EXCERPTED RECORDS:
*** Begin section ***
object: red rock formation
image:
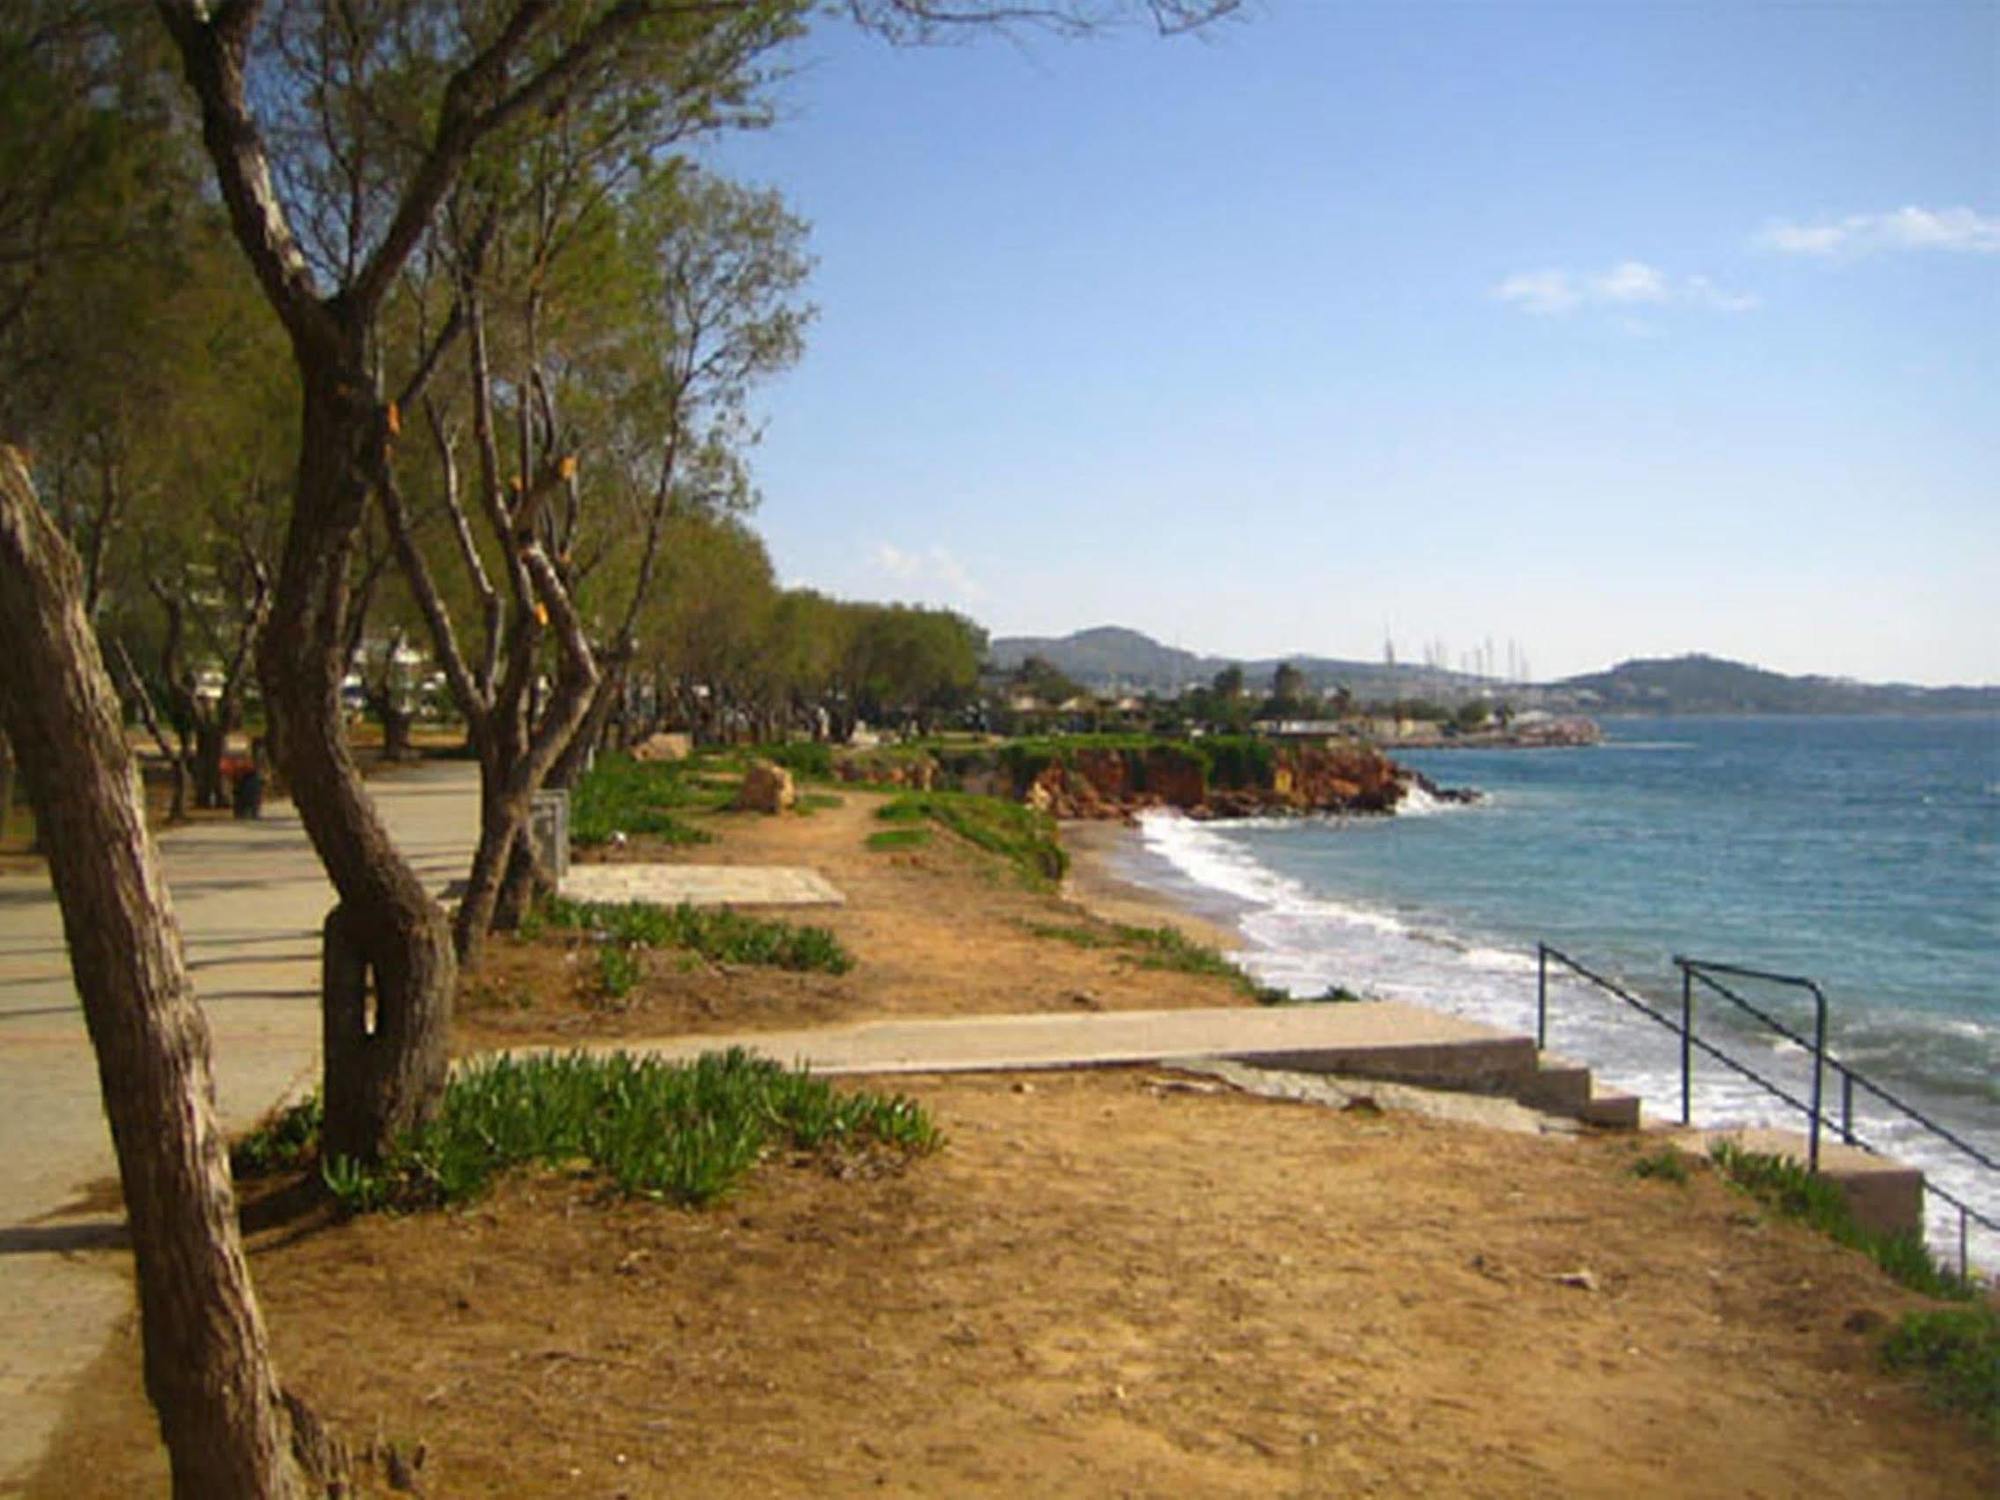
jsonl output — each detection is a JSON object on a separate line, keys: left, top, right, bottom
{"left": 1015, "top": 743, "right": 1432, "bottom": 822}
*** End section ***
*** Begin section ***
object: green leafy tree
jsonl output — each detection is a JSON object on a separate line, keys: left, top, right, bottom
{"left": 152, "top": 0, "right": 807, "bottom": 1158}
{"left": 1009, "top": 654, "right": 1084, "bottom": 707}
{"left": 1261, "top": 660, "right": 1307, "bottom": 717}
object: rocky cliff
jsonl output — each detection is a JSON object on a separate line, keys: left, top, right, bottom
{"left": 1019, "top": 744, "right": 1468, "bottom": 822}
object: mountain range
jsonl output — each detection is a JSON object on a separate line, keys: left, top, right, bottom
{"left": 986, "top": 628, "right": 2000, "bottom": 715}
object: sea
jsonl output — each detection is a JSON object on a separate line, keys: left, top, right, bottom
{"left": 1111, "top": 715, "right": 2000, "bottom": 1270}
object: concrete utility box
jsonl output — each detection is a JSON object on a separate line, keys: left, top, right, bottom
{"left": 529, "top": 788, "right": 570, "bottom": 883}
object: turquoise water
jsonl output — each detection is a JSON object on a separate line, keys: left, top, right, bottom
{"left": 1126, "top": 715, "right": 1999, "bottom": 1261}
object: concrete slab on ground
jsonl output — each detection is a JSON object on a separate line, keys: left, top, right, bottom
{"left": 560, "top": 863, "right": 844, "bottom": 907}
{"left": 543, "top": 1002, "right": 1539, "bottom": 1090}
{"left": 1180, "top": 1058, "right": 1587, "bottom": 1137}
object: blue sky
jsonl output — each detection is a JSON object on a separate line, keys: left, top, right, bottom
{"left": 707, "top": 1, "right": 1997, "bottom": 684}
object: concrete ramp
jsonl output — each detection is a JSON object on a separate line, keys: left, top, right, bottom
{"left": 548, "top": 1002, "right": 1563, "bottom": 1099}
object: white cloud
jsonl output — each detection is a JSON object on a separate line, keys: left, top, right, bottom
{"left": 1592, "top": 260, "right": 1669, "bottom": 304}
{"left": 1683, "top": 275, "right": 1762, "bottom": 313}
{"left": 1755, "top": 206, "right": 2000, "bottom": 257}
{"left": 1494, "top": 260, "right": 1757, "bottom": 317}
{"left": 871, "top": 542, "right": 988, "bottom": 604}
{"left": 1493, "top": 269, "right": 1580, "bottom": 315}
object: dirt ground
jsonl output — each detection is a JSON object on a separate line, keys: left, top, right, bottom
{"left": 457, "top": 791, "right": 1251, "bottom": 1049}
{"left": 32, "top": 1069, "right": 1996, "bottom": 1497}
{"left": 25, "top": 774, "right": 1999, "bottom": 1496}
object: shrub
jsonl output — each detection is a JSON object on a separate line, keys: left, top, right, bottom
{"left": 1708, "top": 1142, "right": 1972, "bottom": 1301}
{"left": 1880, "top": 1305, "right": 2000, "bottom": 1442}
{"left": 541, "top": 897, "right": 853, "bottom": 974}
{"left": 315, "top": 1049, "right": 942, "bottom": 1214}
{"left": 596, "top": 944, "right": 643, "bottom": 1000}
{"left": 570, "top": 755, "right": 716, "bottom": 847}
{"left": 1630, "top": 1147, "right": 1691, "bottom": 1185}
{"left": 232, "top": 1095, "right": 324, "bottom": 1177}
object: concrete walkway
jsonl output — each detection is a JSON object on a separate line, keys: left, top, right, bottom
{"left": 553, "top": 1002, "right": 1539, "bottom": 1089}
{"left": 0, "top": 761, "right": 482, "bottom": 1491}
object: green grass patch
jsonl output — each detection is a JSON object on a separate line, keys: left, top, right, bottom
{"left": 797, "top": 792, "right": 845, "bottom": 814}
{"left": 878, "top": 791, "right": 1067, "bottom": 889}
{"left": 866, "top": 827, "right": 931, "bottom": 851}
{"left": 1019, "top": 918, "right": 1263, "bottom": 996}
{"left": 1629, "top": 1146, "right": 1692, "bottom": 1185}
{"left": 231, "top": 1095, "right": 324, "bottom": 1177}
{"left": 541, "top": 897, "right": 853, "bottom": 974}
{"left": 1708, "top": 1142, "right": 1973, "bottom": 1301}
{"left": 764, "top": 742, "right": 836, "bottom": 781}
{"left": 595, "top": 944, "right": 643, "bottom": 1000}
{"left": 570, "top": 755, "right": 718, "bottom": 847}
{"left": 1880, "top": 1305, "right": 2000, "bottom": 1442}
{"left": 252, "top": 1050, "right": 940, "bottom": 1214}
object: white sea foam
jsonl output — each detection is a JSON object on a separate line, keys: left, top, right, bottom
*** End section ***
*** Begin section ***
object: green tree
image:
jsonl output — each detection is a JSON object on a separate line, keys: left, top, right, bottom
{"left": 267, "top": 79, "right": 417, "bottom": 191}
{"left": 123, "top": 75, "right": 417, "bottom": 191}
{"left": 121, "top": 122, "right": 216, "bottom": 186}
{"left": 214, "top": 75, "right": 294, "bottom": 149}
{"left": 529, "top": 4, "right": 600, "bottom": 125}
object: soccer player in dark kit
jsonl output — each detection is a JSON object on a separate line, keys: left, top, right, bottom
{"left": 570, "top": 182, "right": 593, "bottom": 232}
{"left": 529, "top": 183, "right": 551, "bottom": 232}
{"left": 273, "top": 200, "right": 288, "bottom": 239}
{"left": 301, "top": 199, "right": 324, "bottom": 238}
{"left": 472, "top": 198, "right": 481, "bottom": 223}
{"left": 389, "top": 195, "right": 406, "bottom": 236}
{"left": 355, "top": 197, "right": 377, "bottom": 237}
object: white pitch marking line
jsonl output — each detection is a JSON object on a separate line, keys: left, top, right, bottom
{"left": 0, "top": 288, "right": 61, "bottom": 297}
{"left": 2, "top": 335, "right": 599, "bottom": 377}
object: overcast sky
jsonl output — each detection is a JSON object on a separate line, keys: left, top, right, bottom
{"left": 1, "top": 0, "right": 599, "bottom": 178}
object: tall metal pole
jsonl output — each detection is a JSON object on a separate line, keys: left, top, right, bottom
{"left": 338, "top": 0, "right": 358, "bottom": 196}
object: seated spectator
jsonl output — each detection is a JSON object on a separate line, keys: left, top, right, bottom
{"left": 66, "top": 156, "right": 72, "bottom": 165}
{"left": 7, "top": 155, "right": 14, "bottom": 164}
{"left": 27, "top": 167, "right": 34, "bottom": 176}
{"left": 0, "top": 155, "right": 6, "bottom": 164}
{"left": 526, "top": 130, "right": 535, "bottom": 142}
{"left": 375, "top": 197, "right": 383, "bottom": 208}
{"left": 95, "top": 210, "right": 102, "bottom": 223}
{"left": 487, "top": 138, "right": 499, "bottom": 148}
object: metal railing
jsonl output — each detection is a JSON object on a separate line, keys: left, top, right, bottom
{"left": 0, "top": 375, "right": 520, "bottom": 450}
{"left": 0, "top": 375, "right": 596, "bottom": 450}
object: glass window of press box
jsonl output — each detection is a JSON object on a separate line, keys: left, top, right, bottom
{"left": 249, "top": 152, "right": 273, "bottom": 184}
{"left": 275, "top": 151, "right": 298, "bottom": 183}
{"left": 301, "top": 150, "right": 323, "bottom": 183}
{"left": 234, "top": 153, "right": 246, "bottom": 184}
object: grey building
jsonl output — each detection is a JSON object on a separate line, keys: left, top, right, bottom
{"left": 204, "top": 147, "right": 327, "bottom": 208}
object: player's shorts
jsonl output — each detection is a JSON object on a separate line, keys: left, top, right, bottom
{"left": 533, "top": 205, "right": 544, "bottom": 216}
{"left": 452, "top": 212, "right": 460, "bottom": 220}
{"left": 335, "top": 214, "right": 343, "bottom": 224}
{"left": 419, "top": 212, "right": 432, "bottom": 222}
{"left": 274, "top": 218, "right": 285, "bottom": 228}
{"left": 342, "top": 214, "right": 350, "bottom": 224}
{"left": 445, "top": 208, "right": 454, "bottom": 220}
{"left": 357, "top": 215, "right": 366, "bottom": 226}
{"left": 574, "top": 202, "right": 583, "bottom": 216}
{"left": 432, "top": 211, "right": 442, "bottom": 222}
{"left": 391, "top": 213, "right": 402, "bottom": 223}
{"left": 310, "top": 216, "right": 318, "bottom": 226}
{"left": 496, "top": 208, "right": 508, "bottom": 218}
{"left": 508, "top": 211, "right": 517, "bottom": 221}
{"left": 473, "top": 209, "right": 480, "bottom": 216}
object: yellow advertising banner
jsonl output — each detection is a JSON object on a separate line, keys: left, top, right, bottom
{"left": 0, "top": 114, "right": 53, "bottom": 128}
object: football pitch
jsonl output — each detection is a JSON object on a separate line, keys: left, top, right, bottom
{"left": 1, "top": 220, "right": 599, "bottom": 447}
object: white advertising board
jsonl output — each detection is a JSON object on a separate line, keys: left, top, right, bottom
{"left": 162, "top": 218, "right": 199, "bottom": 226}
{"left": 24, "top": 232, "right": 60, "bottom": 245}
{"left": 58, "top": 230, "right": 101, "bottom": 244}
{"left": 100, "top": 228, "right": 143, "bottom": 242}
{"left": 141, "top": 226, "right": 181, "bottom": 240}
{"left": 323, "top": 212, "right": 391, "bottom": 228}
*** End section ***
Please return all lines in the material above that include the word "pitch".

EXERCISE ANSWER:
object: white pitch marking line
object: football pitch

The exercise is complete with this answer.